◆ Set task:
Render each line of the material below as one string in a JSON list, omitting any blank lines.

◆ Material shown:
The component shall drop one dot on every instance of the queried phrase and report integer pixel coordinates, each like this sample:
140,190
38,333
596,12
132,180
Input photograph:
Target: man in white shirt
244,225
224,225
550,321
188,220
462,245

◆ Result of the exercise:
[
  "The component shall drop one dot on every instance of the queried phrase and report integer pixel coordinates, each like this sample:",
  "140,190",
  "38,333",
  "596,12",
  "132,180",
  "Input photograph:",
  "Target: man in white shirt",
  "244,225",
  "224,225",
  "550,321",
  "188,220",
  "462,245"
]